● **Problem description**
Out of the entries that follow, copy each line containing "shoreline".

● **Records provided**

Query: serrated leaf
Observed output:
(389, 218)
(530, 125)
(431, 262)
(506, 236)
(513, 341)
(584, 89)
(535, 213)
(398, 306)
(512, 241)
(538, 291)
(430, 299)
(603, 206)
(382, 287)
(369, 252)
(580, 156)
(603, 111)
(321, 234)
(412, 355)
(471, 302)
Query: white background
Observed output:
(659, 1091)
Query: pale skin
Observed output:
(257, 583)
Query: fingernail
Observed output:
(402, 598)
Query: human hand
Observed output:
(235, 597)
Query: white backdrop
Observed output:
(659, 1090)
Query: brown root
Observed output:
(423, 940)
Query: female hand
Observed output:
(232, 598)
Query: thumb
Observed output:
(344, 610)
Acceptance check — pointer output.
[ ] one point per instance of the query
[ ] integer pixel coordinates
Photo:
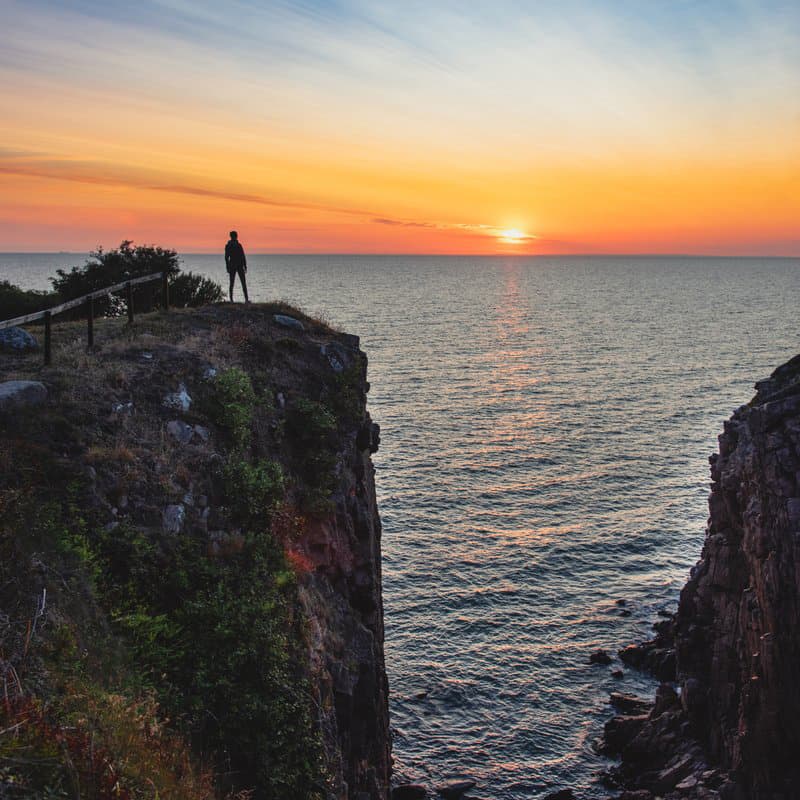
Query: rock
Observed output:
(17, 340)
(21, 394)
(202, 433)
(409, 791)
(600, 657)
(173, 518)
(666, 699)
(618, 732)
(653, 656)
(454, 791)
(288, 322)
(180, 400)
(336, 355)
(180, 431)
(630, 704)
(672, 774)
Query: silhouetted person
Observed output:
(236, 263)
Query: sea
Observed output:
(546, 424)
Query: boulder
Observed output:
(17, 340)
(173, 518)
(180, 400)
(20, 394)
(288, 322)
(409, 791)
(630, 704)
(180, 431)
(600, 657)
(455, 790)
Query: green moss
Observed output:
(311, 428)
(233, 403)
(252, 490)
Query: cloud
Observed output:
(37, 165)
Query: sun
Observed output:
(513, 236)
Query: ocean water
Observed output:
(546, 426)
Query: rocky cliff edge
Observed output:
(190, 568)
(733, 730)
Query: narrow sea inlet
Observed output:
(546, 425)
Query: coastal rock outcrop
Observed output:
(734, 730)
(190, 563)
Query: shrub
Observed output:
(233, 403)
(107, 267)
(253, 490)
(188, 290)
(16, 302)
(311, 427)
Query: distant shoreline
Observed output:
(85, 254)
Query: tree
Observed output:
(108, 267)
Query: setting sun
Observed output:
(513, 236)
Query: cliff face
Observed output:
(343, 601)
(190, 564)
(738, 625)
(733, 648)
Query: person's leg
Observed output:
(244, 284)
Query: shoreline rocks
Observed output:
(732, 729)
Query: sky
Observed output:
(591, 126)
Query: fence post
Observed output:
(129, 287)
(90, 320)
(47, 337)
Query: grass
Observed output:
(177, 659)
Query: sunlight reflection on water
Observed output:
(546, 424)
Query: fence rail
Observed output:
(49, 313)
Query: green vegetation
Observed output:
(106, 268)
(233, 403)
(15, 302)
(252, 490)
(311, 428)
(203, 631)
(188, 290)
(345, 396)
(219, 639)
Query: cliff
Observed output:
(734, 730)
(190, 568)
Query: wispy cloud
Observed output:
(35, 165)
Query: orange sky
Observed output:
(585, 129)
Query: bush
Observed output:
(189, 291)
(233, 403)
(253, 490)
(16, 302)
(311, 428)
(108, 267)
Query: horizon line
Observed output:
(587, 254)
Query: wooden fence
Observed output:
(49, 313)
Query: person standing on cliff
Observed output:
(236, 263)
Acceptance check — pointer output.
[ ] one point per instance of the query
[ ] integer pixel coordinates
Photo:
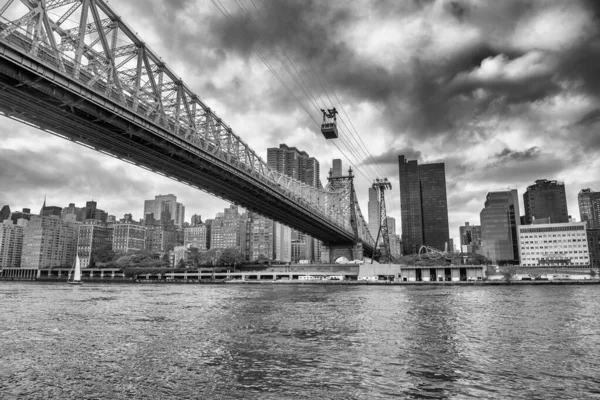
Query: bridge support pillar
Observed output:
(330, 253)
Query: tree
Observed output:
(103, 254)
(209, 257)
(508, 273)
(195, 257)
(231, 256)
(261, 259)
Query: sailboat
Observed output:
(76, 274)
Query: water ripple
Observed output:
(298, 342)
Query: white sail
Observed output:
(77, 275)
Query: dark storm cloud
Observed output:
(43, 172)
(390, 157)
(590, 118)
(508, 155)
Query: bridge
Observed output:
(74, 69)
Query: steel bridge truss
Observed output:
(88, 43)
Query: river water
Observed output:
(298, 342)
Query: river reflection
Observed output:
(298, 341)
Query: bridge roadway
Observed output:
(37, 94)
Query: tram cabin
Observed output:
(329, 130)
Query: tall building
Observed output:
(4, 213)
(295, 163)
(17, 215)
(470, 237)
(261, 235)
(11, 243)
(225, 231)
(163, 203)
(589, 207)
(593, 235)
(48, 211)
(93, 237)
(196, 236)
(423, 205)
(298, 165)
(499, 224)
(373, 211)
(283, 242)
(336, 169)
(128, 236)
(160, 239)
(196, 220)
(395, 245)
(49, 242)
(546, 199)
(391, 221)
(554, 245)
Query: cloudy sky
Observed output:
(503, 92)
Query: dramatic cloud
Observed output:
(503, 92)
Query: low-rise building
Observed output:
(94, 236)
(561, 245)
(11, 243)
(49, 242)
(128, 236)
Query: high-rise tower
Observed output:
(546, 199)
(423, 205)
(300, 166)
(499, 225)
(373, 210)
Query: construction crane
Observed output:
(329, 128)
(381, 185)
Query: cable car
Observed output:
(329, 128)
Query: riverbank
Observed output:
(314, 282)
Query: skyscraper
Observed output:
(300, 166)
(226, 230)
(499, 224)
(589, 207)
(373, 210)
(470, 237)
(128, 236)
(93, 237)
(11, 243)
(391, 225)
(423, 205)
(546, 199)
(295, 163)
(163, 203)
(4, 213)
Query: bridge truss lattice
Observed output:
(90, 53)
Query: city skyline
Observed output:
(520, 133)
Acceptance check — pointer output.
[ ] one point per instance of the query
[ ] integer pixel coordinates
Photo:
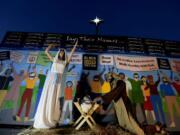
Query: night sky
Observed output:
(159, 19)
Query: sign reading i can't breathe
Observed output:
(90, 62)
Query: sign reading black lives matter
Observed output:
(5, 55)
(90, 62)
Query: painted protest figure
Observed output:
(175, 83)
(13, 93)
(83, 87)
(137, 96)
(96, 85)
(170, 97)
(30, 80)
(48, 111)
(68, 101)
(147, 102)
(156, 99)
(5, 80)
(42, 78)
(106, 84)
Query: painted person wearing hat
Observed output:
(156, 99)
(5, 79)
(175, 83)
(68, 101)
(137, 96)
(27, 95)
(169, 96)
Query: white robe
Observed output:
(48, 111)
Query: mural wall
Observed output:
(23, 73)
(150, 69)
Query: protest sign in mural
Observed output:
(163, 64)
(175, 65)
(4, 55)
(76, 59)
(106, 60)
(90, 62)
(136, 63)
(17, 56)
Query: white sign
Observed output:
(32, 58)
(106, 60)
(135, 63)
(16, 56)
(76, 59)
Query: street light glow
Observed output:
(97, 20)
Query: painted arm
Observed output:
(159, 79)
(47, 52)
(142, 89)
(72, 51)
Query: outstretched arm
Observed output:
(72, 51)
(47, 52)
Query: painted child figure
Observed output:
(68, 101)
(147, 102)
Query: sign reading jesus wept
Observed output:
(76, 59)
(89, 62)
(136, 63)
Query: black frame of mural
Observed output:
(92, 43)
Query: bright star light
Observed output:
(97, 20)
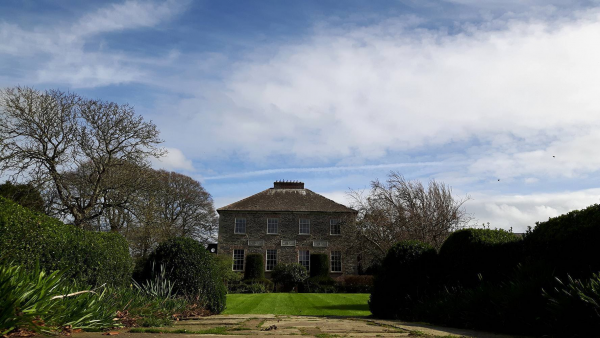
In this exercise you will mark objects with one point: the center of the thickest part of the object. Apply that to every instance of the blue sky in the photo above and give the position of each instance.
(338, 93)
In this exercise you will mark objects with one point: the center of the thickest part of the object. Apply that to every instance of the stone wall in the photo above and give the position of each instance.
(288, 229)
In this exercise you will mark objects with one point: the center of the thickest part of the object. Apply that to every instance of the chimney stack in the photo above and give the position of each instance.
(288, 185)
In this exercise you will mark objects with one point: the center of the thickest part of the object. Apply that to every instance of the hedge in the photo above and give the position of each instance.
(28, 238)
(192, 269)
(568, 244)
(255, 267)
(471, 255)
(406, 275)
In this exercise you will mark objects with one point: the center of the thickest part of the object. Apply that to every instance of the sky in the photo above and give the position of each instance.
(497, 99)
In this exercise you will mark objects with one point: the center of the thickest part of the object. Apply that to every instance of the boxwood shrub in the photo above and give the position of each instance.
(568, 244)
(192, 269)
(255, 267)
(471, 255)
(289, 276)
(28, 238)
(406, 275)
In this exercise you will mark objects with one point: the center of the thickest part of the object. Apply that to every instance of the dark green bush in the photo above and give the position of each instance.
(568, 243)
(406, 276)
(255, 267)
(289, 275)
(192, 270)
(28, 238)
(318, 284)
(355, 284)
(319, 265)
(471, 255)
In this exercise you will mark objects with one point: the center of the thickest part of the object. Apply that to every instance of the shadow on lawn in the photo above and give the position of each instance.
(345, 307)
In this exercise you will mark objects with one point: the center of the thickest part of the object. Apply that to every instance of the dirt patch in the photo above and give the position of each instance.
(286, 326)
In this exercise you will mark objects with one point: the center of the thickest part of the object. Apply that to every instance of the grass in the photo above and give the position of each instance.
(299, 304)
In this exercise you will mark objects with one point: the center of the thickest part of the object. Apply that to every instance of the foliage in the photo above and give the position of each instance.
(289, 275)
(255, 267)
(568, 243)
(355, 283)
(24, 194)
(39, 301)
(319, 265)
(167, 205)
(407, 274)
(470, 255)
(77, 145)
(398, 210)
(577, 301)
(192, 270)
(28, 238)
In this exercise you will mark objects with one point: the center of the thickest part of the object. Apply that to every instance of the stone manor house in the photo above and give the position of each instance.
(286, 224)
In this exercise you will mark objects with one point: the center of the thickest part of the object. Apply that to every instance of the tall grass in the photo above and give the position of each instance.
(37, 301)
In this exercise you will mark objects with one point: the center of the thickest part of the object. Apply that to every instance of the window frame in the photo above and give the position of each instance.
(300, 226)
(267, 259)
(235, 226)
(339, 253)
(276, 226)
(307, 258)
(337, 224)
(243, 259)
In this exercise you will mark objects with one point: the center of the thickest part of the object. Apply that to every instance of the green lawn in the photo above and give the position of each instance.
(309, 304)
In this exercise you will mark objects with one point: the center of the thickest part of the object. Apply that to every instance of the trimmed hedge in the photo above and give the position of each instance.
(192, 269)
(319, 265)
(28, 238)
(407, 273)
(471, 255)
(289, 275)
(568, 243)
(255, 267)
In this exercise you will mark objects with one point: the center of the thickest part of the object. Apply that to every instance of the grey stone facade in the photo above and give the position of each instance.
(287, 241)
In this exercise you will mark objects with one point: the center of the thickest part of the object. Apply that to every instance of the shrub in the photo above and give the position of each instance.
(191, 269)
(406, 276)
(470, 255)
(289, 275)
(255, 267)
(318, 284)
(29, 297)
(355, 283)
(576, 301)
(28, 238)
(319, 265)
(568, 243)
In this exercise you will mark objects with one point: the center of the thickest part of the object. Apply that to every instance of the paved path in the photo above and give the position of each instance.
(286, 326)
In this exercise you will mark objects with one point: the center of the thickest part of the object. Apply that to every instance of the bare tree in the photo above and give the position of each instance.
(72, 143)
(398, 209)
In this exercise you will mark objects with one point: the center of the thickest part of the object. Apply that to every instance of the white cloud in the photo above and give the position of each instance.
(520, 211)
(62, 53)
(174, 160)
(524, 91)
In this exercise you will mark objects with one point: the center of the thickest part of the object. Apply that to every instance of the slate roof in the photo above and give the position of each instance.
(286, 200)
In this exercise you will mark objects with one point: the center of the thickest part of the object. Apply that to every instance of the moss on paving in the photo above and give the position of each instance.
(300, 304)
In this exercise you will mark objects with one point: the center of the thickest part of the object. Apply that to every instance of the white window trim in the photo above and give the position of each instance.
(308, 258)
(267, 259)
(338, 223)
(243, 259)
(300, 227)
(235, 226)
(331, 260)
(272, 233)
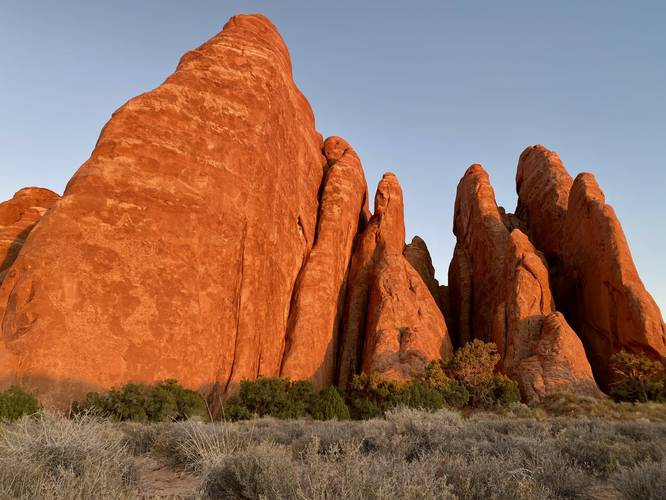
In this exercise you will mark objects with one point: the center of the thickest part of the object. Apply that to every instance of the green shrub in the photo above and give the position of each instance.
(369, 396)
(15, 402)
(329, 405)
(419, 395)
(637, 378)
(276, 397)
(163, 401)
(474, 363)
(233, 410)
(505, 390)
(454, 393)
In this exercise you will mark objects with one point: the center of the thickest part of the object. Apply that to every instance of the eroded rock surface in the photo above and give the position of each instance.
(418, 256)
(500, 293)
(392, 323)
(18, 217)
(314, 319)
(179, 241)
(595, 282)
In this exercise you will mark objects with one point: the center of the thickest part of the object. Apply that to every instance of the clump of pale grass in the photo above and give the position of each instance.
(49, 456)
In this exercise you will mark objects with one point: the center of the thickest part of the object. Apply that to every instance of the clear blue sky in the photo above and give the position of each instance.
(420, 88)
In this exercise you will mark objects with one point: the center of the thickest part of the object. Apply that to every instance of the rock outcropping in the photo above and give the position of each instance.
(214, 236)
(18, 217)
(501, 293)
(392, 323)
(316, 309)
(180, 240)
(595, 281)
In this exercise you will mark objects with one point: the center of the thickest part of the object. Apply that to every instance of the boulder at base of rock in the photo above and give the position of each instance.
(556, 364)
(18, 217)
(392, 323)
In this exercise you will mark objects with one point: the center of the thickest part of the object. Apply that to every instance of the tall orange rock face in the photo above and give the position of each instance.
(316, 310)
(179, 242)
(500, 292)
(18, 217)
(595, 282)
(418, 256)
(392, 324)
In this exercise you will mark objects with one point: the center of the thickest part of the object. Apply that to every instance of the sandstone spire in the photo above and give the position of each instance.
(392, 323)
(595, 282)
(314, 318)
(18, 217)
(179, 241)
(500, 293)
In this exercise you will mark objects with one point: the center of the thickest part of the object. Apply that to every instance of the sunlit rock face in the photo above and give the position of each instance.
(175, 248)
(213, 236)
(500, 293)
(595, 282)
(392, 323)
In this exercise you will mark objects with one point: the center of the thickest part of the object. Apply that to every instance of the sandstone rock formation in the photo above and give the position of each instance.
(18, 217)
(392, 324)
(316, 309)
(500, 293)
(213, 236)
(595, 282)
(180, 240)
(418, 256)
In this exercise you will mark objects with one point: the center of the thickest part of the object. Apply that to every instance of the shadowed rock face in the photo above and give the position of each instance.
(180, 240)
(392, 324)
(418, 256)
(314, 318)
(18, 217)
(595, 281)
(500, 292)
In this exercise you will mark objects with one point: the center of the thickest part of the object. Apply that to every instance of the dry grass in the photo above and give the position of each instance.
(410, 454)
(53, 457)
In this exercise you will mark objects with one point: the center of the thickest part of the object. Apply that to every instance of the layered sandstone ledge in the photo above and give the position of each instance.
(214, 236)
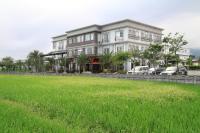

● **Task response**
Query: distant shoreline
Query: shoreline rocks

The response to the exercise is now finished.